→ **Brano dell'esercizio**:
⟨

Non mancano inoltre annotazioni di mano di Buonaccorso, tra cui alcuni brani tradotti del trattato di Vitruvio, sicuramente derivanti da appunti presi dal nonno (Id., 1979).

È certo che Buonaccorso fosse rimasto nella bottega paterna almeno fino al 1484, quando a entrambi gli artisti venne chiesto di fornire delle campane per la chiesa di S. Maria Nuova (Id., 1976; 1979). Solo due anni più tardi risulta assolvere incarichi indipendenti, entrando al servizio, fino al 1486, di Virginio Orsini, allora in guerra contro Innocenzo VIII, in qualità di "maestro ingegniere" (Fabriczy, 1903; Scaglia, 1976); in questo periodo Buonaccorso avrebbe provveduto alla fusione di diversi pezzi di artiglieria e avrebbe fortificato alcuni castelli, tra cui quello di Campagnano. Ancora alla produzione di artiglierie lavorava nel 1487, su commissione della Signoria fiorentina, che aveva inviato il proprio esercito a Sarzana. Otto anni più tardi, nel 1495, risulta assolvere un incarico analogo, fornendo passavolanti e bombarde per le milizie di Firenze in guerra contro Pisa (Milanesi, 1878), alle quali lavorava ancora l'anno successivo (Angelucci, 1869). Sulla base di tali notizie è lecito supporre che i disegni del Taccuino raffiguranti cannoni, fornaci e campane, non vadano ritenuti copie di progetti di altri maestri, al pari degli altri disegni, ma siano riconducibili all'autonoma ideazione di Buonaccorso.

⟩

→ **Estratti dei record**:

⟨

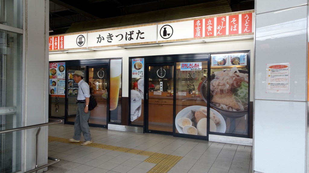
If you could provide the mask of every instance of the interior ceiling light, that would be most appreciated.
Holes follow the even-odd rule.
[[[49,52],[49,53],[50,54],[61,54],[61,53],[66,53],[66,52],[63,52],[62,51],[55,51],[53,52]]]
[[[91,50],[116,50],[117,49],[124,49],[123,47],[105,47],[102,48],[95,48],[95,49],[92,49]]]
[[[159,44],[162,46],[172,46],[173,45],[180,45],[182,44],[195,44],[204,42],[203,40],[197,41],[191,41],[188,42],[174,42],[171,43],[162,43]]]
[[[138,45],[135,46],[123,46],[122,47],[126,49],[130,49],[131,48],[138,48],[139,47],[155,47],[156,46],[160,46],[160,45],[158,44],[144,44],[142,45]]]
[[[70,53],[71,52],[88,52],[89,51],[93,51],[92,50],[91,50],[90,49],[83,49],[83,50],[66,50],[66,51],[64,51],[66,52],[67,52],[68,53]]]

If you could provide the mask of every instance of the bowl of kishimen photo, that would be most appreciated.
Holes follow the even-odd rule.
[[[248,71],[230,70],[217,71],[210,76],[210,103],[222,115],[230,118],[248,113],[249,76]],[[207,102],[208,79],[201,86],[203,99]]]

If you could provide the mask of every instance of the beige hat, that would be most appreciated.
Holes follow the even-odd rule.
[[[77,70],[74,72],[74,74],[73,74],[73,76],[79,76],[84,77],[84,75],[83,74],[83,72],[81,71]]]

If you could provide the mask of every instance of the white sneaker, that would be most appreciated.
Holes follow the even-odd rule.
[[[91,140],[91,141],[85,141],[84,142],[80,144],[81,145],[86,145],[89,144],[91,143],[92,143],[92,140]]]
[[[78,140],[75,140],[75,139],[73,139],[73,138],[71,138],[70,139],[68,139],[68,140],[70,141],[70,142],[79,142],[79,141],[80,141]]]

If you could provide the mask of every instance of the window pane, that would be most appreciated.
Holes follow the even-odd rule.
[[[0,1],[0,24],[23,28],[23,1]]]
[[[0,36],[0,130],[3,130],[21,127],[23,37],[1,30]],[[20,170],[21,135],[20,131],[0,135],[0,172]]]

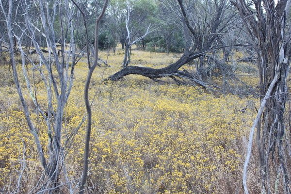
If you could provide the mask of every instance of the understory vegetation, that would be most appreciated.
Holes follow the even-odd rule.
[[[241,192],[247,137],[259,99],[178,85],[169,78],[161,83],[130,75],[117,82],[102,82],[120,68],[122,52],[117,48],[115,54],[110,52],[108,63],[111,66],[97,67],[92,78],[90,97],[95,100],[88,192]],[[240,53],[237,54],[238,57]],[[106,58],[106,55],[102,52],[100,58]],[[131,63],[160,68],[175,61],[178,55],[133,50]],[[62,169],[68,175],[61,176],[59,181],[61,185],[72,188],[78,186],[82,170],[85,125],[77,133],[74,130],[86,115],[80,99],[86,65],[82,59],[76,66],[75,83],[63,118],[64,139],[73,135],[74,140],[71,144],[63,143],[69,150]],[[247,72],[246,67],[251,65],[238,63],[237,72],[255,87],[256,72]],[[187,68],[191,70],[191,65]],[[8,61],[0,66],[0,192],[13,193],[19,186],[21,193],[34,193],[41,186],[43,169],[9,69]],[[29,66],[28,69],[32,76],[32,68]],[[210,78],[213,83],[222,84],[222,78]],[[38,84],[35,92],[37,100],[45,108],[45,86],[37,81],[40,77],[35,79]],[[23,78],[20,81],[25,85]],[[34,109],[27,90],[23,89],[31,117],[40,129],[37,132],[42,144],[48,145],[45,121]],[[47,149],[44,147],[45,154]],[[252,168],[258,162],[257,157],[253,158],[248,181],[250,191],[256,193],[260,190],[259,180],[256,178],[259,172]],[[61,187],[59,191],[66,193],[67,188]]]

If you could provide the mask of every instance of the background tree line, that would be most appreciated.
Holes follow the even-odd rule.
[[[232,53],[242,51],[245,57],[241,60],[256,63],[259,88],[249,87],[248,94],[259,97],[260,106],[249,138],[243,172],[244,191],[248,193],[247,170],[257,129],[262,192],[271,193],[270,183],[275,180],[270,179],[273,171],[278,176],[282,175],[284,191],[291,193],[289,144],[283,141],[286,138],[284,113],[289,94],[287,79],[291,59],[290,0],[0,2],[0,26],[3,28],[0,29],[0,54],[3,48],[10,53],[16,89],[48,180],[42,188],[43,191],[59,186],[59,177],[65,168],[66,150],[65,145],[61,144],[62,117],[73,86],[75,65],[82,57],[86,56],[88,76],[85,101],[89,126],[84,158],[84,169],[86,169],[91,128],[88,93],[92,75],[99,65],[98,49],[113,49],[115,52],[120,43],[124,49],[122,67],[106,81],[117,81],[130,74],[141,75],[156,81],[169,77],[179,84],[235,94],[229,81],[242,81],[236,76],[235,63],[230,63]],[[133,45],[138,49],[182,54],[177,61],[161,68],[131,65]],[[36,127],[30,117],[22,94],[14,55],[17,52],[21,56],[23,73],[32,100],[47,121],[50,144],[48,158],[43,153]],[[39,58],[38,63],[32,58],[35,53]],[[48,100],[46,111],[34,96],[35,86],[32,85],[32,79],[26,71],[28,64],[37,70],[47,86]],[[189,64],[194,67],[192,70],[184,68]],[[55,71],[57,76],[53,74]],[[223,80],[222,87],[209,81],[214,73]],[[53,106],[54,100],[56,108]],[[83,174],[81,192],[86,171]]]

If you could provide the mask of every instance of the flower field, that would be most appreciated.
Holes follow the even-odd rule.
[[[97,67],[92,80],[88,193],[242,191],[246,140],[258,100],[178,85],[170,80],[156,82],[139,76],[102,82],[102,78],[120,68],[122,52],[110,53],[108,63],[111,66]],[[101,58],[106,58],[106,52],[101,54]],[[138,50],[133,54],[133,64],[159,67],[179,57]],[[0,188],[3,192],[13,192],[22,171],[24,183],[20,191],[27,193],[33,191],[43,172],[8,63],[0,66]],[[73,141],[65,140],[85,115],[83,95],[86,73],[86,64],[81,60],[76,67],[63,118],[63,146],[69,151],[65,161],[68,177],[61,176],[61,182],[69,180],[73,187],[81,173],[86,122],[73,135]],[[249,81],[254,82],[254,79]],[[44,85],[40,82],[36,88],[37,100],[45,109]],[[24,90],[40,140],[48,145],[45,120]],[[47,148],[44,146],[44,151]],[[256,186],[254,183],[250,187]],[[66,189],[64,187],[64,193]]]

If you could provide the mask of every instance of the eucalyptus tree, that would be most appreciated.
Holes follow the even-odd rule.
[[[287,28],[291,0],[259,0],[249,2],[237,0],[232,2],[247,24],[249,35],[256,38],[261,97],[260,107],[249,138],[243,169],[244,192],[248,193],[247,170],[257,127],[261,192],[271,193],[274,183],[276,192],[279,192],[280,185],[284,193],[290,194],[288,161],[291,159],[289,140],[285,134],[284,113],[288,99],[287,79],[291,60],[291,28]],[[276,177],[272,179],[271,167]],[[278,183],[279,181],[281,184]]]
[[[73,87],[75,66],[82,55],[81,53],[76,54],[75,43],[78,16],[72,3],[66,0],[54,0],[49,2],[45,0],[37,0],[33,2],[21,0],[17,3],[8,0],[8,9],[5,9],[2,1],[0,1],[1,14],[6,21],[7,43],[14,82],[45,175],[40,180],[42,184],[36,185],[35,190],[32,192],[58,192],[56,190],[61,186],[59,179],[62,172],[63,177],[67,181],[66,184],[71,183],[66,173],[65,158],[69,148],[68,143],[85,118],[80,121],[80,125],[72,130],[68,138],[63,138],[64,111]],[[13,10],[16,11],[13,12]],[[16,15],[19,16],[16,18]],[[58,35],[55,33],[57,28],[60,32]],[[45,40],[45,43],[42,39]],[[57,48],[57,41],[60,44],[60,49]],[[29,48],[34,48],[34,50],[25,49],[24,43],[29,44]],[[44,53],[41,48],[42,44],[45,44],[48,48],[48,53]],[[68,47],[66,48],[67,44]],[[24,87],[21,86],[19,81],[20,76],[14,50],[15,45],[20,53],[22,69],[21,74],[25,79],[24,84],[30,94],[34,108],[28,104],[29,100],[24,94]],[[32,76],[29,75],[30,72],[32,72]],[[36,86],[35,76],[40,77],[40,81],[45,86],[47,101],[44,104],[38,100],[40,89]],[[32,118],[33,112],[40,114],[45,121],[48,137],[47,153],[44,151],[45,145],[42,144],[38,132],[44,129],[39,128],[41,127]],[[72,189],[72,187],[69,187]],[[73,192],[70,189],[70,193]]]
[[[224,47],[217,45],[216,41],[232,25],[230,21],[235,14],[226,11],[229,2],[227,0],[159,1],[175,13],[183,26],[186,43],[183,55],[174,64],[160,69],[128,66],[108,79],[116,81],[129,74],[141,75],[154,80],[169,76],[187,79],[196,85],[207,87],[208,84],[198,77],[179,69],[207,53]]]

⟩
⟨

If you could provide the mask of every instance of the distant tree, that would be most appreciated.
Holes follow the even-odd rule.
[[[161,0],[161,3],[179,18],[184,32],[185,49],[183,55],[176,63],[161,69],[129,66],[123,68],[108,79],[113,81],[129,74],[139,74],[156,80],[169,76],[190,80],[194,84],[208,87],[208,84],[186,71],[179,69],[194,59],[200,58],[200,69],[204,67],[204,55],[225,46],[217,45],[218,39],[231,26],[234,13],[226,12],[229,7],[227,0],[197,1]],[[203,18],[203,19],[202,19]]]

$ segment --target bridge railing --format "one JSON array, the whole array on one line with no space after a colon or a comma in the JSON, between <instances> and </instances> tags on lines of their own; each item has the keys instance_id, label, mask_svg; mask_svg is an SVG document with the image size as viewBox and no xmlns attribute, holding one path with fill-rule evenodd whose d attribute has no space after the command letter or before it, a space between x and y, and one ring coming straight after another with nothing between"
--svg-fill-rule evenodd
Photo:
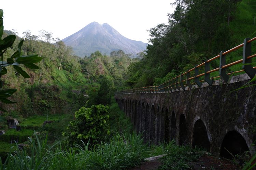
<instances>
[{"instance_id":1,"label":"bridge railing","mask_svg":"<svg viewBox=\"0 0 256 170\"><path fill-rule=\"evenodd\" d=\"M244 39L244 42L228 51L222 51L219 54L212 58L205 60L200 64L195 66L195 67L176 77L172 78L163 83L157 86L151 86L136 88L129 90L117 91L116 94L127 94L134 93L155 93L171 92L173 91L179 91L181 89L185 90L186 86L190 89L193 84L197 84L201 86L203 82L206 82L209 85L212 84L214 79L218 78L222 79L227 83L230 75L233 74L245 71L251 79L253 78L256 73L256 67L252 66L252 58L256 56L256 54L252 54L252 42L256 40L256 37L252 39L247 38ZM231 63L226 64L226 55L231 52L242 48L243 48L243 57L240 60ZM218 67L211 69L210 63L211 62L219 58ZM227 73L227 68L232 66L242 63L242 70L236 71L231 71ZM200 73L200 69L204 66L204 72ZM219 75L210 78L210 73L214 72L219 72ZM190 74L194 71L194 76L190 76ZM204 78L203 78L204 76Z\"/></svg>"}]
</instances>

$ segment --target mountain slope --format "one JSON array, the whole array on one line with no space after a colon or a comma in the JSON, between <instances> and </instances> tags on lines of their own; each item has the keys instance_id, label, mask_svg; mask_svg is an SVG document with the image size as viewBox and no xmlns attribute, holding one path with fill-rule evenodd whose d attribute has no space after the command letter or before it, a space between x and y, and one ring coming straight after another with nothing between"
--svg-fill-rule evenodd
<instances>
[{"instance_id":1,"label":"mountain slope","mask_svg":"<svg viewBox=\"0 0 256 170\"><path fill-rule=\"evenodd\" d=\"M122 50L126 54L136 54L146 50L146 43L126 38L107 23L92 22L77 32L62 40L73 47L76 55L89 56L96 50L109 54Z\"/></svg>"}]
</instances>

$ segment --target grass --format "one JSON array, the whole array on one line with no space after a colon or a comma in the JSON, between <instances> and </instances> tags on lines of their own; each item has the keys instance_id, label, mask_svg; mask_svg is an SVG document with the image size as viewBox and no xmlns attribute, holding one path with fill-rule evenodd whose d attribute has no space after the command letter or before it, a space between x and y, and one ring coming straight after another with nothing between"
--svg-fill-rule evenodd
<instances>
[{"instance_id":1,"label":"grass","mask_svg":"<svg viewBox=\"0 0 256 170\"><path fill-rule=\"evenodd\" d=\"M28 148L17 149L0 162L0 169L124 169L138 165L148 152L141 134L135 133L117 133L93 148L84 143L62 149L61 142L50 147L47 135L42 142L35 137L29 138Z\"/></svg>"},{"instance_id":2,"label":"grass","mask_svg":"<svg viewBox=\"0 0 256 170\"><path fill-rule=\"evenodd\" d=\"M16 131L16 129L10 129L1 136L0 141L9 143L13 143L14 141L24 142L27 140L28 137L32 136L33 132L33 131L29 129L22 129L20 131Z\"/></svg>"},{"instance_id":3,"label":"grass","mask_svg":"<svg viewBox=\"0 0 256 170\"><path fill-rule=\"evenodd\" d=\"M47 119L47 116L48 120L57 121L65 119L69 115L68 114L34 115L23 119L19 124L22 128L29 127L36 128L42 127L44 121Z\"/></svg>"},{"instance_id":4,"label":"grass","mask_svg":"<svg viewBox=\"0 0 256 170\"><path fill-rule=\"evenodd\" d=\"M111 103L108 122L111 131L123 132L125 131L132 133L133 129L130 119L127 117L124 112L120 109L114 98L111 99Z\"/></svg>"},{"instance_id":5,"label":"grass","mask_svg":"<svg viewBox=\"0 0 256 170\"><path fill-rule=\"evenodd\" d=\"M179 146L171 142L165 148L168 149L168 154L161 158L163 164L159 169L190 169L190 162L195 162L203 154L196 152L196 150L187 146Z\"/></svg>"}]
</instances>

⟩

→ **Scopo dell'esercizio**: Restituisca per intero e senza alcuna modifica il brano sull'attività di Buonaccorso.

→ **Compito svolto**:
Non mancano inoltre annotazioni di mano di Buonaccorso, tra cui alcuni brani tradotti del trattato di Vitruvio, sicuramente derivanti da appunti presi dal nonno (Id., 1979).

È certo che Buonaccorso fosse rimasto nella bottega paterna almeno fino al 1484, quando a entrambi gli artisti venne chiesto di fornire delle campane per la chiesa di S. Maria Nuova (Id., 1976; 1979). Solo due anni più tardi risulta assolvere incarichi indipendenti, entrando al servizio, fino al 1486, di Virginio Orsini, allora in guerra contro Innocenzo VIII, in qualità di "maestro ingegniere" (Fabriczy, 1903; Scaglia, 1976); in questo periodo Buonaccorso avrebbe provveduto alla fusione di diversi pezzi di artiglieria e avrebbe fortificato alcuni castelli, tra cui quello di Campagnano. Ancora alla produzione di artiglierie lavorava nel 1487, su commissione della Signoria fiorentina, che aveva inviato il proprio esercito a Sarzana. Otto anni più tardi, nel 1495, risulta assolvere un incarico analogo, fornendo passavolanti e bombarde per le milizie di Firenze in guerra contro Pisa (Milanesi, 1878), alle quali lavorava ancora l'anno successivo (Angelucci, 1869). Sulla base di tali notizie è lecito supporre che i disegni del Taccuino raffiguranti cannoni, fornaci e campane, non vadano ritenuti copie di progetti di altri maestri, al pari degli altri disegni, ma siano riconducibili all'autonoma ideazione di Buonaccorso.